When President Obama took office, the auto industry was on the verge of collapse. But with credit markets frozen, and with a terrible track record of management decisions, GM and Chrysler had no chance of securing private capital to turn things around. And so the choice was simple: the government could “let Detroit go bankrupt,” in the now notorious words of Mitt Romney, or it could step in and save the day.

Unpopular though the idea of a bailout was, President Obama chose to act, to reject the arguments of nearly all of the Republican party, and to see if America’s most storied industry could thrive if given a second chance. It worked. All three auto makers are profitable today; GM had a higher profit in 2011 than at any time in history. The industry has since added more than 170,000 new jobs, and expects to add nearly 200,000 by 2015. No wonder the people of Michigan are so relieved; the same NBC News/Marist poll found that 63 percent of registered voters support the bailout. Even 42 percent of Republicans count themselves as fans.

*ASSIGNED TASK 1:* In the auto bailout passage, which automaker earned a higher profit in 2011 than at any earlier point in its history?
*ASSIGNED TASK 2:* Please carry the auto bailout passage forward from its final sentence.

*SOURCE MATERIAL:*

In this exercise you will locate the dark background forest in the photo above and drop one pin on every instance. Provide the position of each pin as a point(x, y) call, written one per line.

*EXERCISE RESULT 1:* GM

*EXERCISE RESULT 2:*
It all comes back to that enduring question Americans have wrestled with for generations: What is the proper role of government in our lives? The American people may never reach a point where they like government in the abstract. But we have seen time and again that when people see government working for them, they want it in their lives. We see this with Medicare and Social Security, programs that are incredibly popular in part because of the number of lives they touch. And now we see it in Michigan, with an auto industry back on its feet.

In Michigan, in particular, voters seem to be noticing something else too. The choice before them is no longer a simple one between Democrat and Republican, between big government or small. It is a choice between smart policies and partnerships on the one hand, and irrational anti-government extremism on the other. It is the difference, strangely enough, between Mitt Romney’s view of the world and that of his Republican father.